━━━━━ PÁGINA ━━━━━

Sabine Mendes Moura
Meu livro de estimação
Atualizado: 3 de mar. de 2020
Sabe aquele que você lê todo ano, já decorou e nem entende o porquê?
Conta o seu que eu conto o meu...

Tem gente que tem gato. Eu, por exemplo, tenho dois. Outros preferem cachorros. Posso dizer que são parte da família, mas de estimação mesmo eu só tenho um livro. Assim, bem específico. Repara que eu não estou falando de favoritos. Coisa difícil é você ser autora, editora e te perguntarem isso de "livro favorito." A resposta é: "Não tem." Agora, #livrodeestimação são outros quinhentos...
UM MORRO EM QUE VENTAVA À BEÇA
Estou relendo O Morro dos Ventos Uivantes de Emily Brontë no original em inglês. Já li esse livro algumas (leia-se: muitas) vezes, em inglês e em português. Vi os filmes de 39 e 92 (gosto mais do segundo: é mais fiel ao livro e sempre tive uma quedinha pela Juliette Binoche).
Tentei cantar essa história alcançando os agudos de Kate Bush, embora tenha descoberto a letra da música inspirada no livro via Angra. Devo confessar que é bem mais fácil competir com os agudos do vocalista do Angra, mas também acabei baixando a versão da música em italiano (sim, era uma época em que se baixavam coisas #mejulguem):
EU DECOREI A VERSÃO EM ITALIANO. NÃO, EU NÃO SOU EXATAMENTE UMA FALANTE DE ITALIANO.
Enfim, sou obcecada pela história. É uma "história de estimação." Lembro-me que, aos 28 anos, eu já era bastante fã e estava começando a poder comprar livros - até então, lia exemplares de bibliotecas, de amigos, enfim, a gente se vira. Um belo dia, ao buscar na estante meu Morro Ventante para a tradicional leitura anual, descobri que ainda não tinha lido aquele exemplar específico (da Penguin Books, a etiqueta de 6 reais ainda pendurada na contracapa).
Nele, descobri duas cartas de Charlotte Bronte, irmã da Emily, explicando por que usaram codinomes masculinos para publicar, dentre otras cositas más.
RESUMÃO PEDAGÓGICO
Eram três irmãs - Charlotte, Emily e Anne - que gostavam de inventar histórias. Após a morte de sua mãe, passaram parte da vida em um internato e viviam bastante isoladas do mundo. Charlotte explica que escolheram os pseudônimos Ellis, Currer e Acton Bell, para driblar o machismo da época.
Conta como foi difícil a publicação dos primeiros manuscritos do Morro, até que um certo escritor de prestígio avaliou o trabalho de Emily, destacando que, apesar da linguagem vulgar utilizada no livro e da crueza de suas personagens, este deveria ser visto como a obra de alguém que vive a realidade que retrata: o isolamento, a falta de estudo e o drama excessivo que assuntos corriqueiros podem ganhar ao serem vivenciados longe do burburinho da cidade.

━━━━━ BLOCO DE DADOS ━━━━━

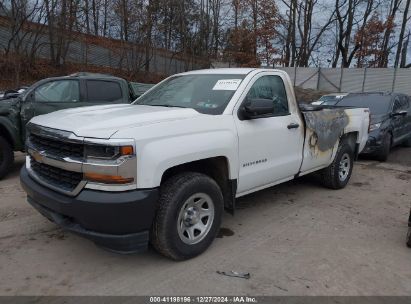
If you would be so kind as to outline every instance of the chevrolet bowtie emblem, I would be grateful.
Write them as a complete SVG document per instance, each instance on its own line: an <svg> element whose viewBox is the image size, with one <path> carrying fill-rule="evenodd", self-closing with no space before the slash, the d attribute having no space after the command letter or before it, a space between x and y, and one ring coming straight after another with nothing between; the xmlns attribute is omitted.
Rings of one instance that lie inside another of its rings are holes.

━━━━━

**O QUE FAZER:**
(1) No texto sobre o livro de estimação, quais pseudônimos as irmãs escolheram para publicar?
(2) Prolongue o texto sobre o livro de estimação a partir do ponto em que ele termina.
A listagem não tem nenhuma relação com o texto sobre o livro de estimação.

**RESPOSTAS ESCRITAS:**
(1) Ellis, Currer e Acton Bell.

(2)
OBSERVAÇÃO IMPORTANTÍSSIMA!
Ninguém se lembra mais do famoso autor que validou a Emily. Já da Emily... Charlotte também fala sobre a "escuridão" presente na alma de Emily. Na época, dar vida a personagens como Catherine Earnshaw e Heathcliff - o casal central da trama - era visto como algo bastante estranho, beirando o demoníaco. A que bem poderia servir um livro como esse? Que lição tirar de uma história tão sombria e repleta de superstições?
CONEXÃO SEM VOLTA COM O PASSADO
Fiquei ali toda boba, como quem tem acesso ao #makingof de seu filme favorito. Mas o que me pegou de jeito foi a parte em que Charlotte retrata o processo criativo de sua outra irmã, Anne, autora do livro A Inquilina de Wildfell Hall. Nesse trecho, comenta as duras críticas que o livro recebeu, dizendo que a escolha do tema nada tinha a ver com a personalidade da autora.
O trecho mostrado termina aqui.